PAGE TEXT:
Segment Open

Don't overlook the JBL WGTi line and the Dayton RS HF line for IB in the car too.


----------



## theoldguy (Nov 17, 2009)

Home | "Cult of the Infinitely Baffled" Hear The Bass, Not The Box The definitive online resource for Infinite Baffle subwoofer design Established 1999

you just got schooled


----------



## jbowers (May 3, 2009)

thehatedguy said:


> Don't overlook the JBL WGTi line and the Dayton RS HF line for IB in the car too.


The Daytons sure do look nice, especially for the price. I had an idea that's probably ridiculously complicated and may do nothing, but I'm game for trying. Looking at my deck, the only significant hole is the factory sub mount, otherwise it's pretty much solid metal. Let's say I mount the baffle firing into the rear seatbacks, and mold a duct from in front of the baffle into the factory sub mount location. Too much work? Or should I just cut out the ski pass?

This is what happens when I'm on vacation with too much time on my hands.


----------



## jbowers (May 3, 2009)

theoldguy said:


> Home | "Cult of the Infinitely Baffled" Hear The Bass, Not The Box The definitive online resource for Infinite Baffle subwoofer design Established 1999
> 
> you just got schooled


Looks like I know what I'm doing for the rest of the day.


----------



## thehatedguy (May 4, 2007)

The Dayton has parameters that are pretty similar to the other big guys...and some nice copper in the motor. I have had the HF15 in my car for a long time now. I wanted the JBL WGTi15, but my wallet said "no." Though a smart man once told me to buy once, cry once.

I would have to see a picture of your trunk to comment on the install part of things.


----------



## jbowers (May 3, 2009)

thehatedguy said:


> The Dayton has parameters that are pretty similar to the other big guys...and some nice copper in the motor. I have had the HF15 in my car for a long time now. I wanted the JBL WGTi15, but my wallet said "no." Though a smart man once told me to buy once, cry once.
> 
> I would have to see a picture of your trunk to comment on the install part of things.


I was looking at the Ultimax, which looks like it's got an advantage over the HF in terms of xmax and power handling but a bit smaller sd. I do like the idea of the sleeved pole piece for distortion reduction.

Segment Closed

DATASET ENTRIES:

Segment Open

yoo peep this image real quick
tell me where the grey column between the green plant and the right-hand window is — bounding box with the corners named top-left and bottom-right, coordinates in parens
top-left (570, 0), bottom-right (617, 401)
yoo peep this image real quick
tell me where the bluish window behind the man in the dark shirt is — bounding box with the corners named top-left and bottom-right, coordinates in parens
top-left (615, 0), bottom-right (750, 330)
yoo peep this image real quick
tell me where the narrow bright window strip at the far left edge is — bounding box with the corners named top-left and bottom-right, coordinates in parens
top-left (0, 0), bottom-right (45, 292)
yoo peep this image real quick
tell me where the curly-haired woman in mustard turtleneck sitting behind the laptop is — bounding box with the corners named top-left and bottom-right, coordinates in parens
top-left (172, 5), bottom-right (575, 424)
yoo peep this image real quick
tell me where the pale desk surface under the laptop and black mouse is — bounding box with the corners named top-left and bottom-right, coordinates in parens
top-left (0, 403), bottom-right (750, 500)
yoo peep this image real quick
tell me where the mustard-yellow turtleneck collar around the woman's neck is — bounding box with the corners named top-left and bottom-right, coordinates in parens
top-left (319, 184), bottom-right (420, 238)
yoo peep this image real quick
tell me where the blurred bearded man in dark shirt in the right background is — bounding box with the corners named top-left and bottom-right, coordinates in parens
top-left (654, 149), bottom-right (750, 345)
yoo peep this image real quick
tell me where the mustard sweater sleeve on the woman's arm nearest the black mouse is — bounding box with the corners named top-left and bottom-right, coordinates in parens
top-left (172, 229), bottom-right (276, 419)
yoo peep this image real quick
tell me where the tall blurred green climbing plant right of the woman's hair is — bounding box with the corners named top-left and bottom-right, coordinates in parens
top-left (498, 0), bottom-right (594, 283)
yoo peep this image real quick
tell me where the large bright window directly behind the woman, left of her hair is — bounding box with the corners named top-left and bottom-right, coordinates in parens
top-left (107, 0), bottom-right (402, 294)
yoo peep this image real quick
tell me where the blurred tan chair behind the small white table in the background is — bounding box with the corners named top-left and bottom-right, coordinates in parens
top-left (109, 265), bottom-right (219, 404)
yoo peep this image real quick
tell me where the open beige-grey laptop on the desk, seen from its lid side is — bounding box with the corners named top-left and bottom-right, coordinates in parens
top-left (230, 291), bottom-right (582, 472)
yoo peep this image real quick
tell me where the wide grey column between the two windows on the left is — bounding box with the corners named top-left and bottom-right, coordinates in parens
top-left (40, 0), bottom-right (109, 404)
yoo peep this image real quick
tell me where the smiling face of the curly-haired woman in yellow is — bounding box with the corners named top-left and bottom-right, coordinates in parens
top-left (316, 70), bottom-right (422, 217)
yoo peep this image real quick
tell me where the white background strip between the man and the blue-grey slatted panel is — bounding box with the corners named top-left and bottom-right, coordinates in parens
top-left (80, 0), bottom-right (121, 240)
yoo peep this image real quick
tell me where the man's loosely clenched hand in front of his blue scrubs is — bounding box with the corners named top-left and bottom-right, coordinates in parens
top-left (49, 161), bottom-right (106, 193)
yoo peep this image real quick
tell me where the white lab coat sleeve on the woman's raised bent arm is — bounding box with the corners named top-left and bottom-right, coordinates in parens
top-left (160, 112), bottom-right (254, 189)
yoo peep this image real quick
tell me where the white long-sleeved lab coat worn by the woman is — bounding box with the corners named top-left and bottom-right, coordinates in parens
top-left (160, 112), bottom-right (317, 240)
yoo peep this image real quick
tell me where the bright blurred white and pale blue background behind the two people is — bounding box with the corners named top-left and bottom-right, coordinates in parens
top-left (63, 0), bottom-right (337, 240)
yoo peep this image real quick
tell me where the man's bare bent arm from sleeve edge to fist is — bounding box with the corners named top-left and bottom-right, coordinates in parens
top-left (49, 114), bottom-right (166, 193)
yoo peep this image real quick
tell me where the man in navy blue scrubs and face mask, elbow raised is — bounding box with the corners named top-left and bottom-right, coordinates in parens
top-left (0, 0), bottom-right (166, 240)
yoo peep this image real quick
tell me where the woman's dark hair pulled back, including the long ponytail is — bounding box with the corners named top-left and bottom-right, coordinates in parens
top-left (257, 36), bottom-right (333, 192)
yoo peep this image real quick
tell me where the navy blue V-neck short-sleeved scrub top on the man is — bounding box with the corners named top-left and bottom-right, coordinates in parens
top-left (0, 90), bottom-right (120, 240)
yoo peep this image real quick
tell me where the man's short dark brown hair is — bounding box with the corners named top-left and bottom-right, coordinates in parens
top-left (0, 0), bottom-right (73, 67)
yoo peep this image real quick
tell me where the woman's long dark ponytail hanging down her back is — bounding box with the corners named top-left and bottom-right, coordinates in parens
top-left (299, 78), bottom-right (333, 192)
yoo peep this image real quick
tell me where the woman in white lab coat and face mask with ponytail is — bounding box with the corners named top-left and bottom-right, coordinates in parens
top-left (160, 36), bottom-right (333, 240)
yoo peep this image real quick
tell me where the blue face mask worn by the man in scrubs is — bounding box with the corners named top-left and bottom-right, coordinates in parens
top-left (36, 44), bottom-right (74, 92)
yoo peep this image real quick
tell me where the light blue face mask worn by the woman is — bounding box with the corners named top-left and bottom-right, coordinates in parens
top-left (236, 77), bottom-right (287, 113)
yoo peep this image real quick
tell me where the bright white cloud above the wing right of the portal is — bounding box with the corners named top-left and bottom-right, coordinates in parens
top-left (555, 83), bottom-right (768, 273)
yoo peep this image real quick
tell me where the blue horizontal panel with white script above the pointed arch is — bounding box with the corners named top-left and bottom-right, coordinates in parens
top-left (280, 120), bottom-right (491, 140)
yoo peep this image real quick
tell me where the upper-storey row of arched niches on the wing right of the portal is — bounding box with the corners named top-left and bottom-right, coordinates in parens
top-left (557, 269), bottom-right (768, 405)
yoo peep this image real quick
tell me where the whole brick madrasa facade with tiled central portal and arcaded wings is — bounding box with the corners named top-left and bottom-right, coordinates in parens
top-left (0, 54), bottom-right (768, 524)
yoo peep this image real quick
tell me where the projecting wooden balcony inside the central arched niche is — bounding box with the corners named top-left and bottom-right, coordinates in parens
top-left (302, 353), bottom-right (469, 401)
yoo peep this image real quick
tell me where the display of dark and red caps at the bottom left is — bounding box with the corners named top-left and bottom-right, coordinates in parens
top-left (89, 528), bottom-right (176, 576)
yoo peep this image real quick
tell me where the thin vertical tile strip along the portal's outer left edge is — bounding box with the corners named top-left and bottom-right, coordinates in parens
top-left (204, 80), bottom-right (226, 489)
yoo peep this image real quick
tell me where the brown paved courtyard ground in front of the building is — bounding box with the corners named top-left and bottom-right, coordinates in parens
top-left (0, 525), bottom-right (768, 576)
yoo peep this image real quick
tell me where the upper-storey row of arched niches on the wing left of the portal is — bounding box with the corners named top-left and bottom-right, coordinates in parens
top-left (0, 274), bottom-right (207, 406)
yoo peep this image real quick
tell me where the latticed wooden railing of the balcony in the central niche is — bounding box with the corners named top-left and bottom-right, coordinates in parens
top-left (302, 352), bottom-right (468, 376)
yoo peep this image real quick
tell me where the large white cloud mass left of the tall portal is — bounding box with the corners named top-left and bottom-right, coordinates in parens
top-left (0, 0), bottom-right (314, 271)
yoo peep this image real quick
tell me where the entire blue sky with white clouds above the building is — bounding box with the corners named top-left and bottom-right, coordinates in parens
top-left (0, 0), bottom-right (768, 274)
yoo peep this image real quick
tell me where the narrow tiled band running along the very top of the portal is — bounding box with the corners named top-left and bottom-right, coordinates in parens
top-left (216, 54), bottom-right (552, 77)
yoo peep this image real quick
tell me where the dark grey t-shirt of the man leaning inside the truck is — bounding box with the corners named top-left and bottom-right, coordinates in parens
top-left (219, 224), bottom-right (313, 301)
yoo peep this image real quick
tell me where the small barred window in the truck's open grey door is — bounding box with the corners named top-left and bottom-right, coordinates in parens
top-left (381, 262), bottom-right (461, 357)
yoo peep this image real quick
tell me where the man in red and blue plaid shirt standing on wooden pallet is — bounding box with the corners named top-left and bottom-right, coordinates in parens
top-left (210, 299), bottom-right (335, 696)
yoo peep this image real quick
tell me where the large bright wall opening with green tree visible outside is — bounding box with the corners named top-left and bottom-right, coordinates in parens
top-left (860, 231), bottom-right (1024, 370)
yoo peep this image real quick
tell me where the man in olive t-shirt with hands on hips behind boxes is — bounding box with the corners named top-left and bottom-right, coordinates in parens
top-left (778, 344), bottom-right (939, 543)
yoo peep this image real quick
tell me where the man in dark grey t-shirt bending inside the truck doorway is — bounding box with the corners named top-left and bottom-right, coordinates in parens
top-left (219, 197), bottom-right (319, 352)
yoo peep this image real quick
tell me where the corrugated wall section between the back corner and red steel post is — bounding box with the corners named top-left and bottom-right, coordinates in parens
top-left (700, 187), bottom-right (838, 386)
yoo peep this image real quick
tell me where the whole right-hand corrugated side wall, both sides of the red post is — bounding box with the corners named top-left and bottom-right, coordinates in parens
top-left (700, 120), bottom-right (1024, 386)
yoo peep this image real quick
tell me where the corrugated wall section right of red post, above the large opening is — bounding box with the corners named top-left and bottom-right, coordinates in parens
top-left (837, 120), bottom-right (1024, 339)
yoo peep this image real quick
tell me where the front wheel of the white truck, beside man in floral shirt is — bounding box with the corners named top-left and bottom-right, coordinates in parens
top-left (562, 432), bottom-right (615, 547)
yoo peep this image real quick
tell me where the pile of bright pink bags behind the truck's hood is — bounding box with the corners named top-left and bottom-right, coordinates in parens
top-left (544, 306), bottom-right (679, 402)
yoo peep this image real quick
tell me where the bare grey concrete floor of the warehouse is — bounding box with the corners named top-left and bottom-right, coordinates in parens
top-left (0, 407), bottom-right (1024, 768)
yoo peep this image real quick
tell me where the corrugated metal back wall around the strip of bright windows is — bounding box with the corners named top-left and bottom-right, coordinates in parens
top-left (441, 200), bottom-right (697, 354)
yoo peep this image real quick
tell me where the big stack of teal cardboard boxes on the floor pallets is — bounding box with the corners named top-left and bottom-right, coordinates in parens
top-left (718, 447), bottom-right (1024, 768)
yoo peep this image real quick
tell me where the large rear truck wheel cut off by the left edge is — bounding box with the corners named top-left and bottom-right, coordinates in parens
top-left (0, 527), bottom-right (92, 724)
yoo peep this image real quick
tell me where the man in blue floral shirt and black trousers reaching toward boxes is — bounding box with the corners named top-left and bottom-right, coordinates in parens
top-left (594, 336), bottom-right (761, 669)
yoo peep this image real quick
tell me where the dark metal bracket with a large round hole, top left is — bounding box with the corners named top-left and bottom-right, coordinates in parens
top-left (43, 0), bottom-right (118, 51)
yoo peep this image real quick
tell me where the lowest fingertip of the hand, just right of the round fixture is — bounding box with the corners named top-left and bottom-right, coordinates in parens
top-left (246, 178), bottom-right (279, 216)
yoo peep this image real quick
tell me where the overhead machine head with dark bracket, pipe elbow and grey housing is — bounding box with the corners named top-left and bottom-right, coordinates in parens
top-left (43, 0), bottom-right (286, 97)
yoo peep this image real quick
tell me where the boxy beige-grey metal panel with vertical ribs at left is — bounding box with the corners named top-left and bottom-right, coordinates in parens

Segment Closed

EXERCISE TASKS:
1) List every username that appears as a post author in the forum thread about infinite baffle subwoofers.
2) Using the forum thread about infinite baffle subwoofers, decide whether each statement agrees with it. Answer yes or no and quote the words that settle it.
(a) thehatedguy has had the HF15 in the car for a long time.
(b) jbowers describes the deck as having several significant holes besides the factory sub mount.
(c) jbowers thinks the Ultimax has a larger sd than the HF.
3) Carry on the forum thread about infinite baffle subwoofers from its final post.

ANSWERS FOR THIS EXERCISE:
1)
theoldguy
jbowers
thehatedguy

2)
(a) Yes: "I have had the HF15 in my car for a long time now."
(b) No: "the only significant hole is the factory sub mount, otherwise it's pretty much solid metal."
(c) No: "but a bit smaller sd."

3)
Ultimax

Resonant Frequency (Fs)19.5 Hz
DC Resistance (Re)3.4 ohms
Voice Coil Inductance (Le)1.31 mH
Mechanical Q (Qms)2.4
Electromagnetic Q (Qes)0.59
Total Q (Qts)0.47
Compliance Equivalent Volume (Vas)7.92 ft.³
Mechanical Compliance of Suspension (Cms)0.24 mm/N
BL Product (BL)14.1 Tm
Diaphragm Mass Inc. Airload (Mms)279.4g
Maximum Linear Excursion (Xmax)19 mm
Surface Area of Cone (Sd)814.6 cm²

HF

Resonant Frequency (Fs)18 Hz
DC Resistance (Re)3.3 ohms
Voice Coil Inductance (Le)1 mH
Mechanical Q (Qms)3.1
Electromagnetic Q (Qes)0.49
Total Q (Qts)0.42
Compliance Equivalent Volume (Vas)9.95 ft.³
Mechanical Compliance of Suspension (Cms)0.28 mm/N
BL Product (BL)14.67 Tm
Diaphragm Mass Inc. Airload (Mms)282.6g
Maximum Linear Excursion (Xmax)14 mm
Surface Area of Cone (Sd)829.6 cm²

I'll take a few trunk pictures today so you have an idea what I'm working with.


----------



## cajunner (Apr 13, 2007)

jbowers said:


> I was looking at the Ultimax, which looks like it's got an advantage over the HF in terms of xmax and power handling but a bit smaller sd. I do like the idea of the sleeved pole piece for distortion reduction.
> 
> Ultimax
> 
> ...


those two are almost within manufacturer tolerances for the same speaker, except for cone throw.


like, they made one a little smaller around, so the surround could extend an extra 5mm each way.

depending on tuning, either one of these should be pretty nice in IB.


----------



## Beckerson1 (Jul 3, 2012)

jbowers said:


> I was looking at the Ultimax, which looks like it's got an advantage over the HF in terms of xmax and power handling but a bit smaller sd. I do like the idea of the sleeved pole piece for distortion reduction.
> 
> Ultimax
> 
> ...



I looked at both of those. Seeing that Xmax in IB is one of the huge factors I chose the Ultimax. Plus it models quite well sealed.

Bought two 15" Ultimax subs last weekend at the Tent sale at PE.


----------



## jbowers (May 3, 2009)

cajunner said:


> those two are almost within manufacturer tolerances for the same speaker, except for cone throw.
> 
> 
> like, they made one a little smaller around, so the surround could extend an extra 5mm each way.
> ...


Sweet. I think I'll pull the trigger on a pair of the Ultimax this week. Once I get everything else I'll start a build log and we'll see how these do.


----------



## jbowers (May 3, 2009)

Beckerson1 said:


> I looked at both of those. Seeing that Xmax in IB is one of the huge factors I chose the Ultimax.
> 
> Bought two 15" Ultimax subs last weekend at the Tent sale at PE.


Noice! I saw your post in another thread about the purchase. What car are you putting yours in?


----------



## theoldguy (Nov 17, 2009)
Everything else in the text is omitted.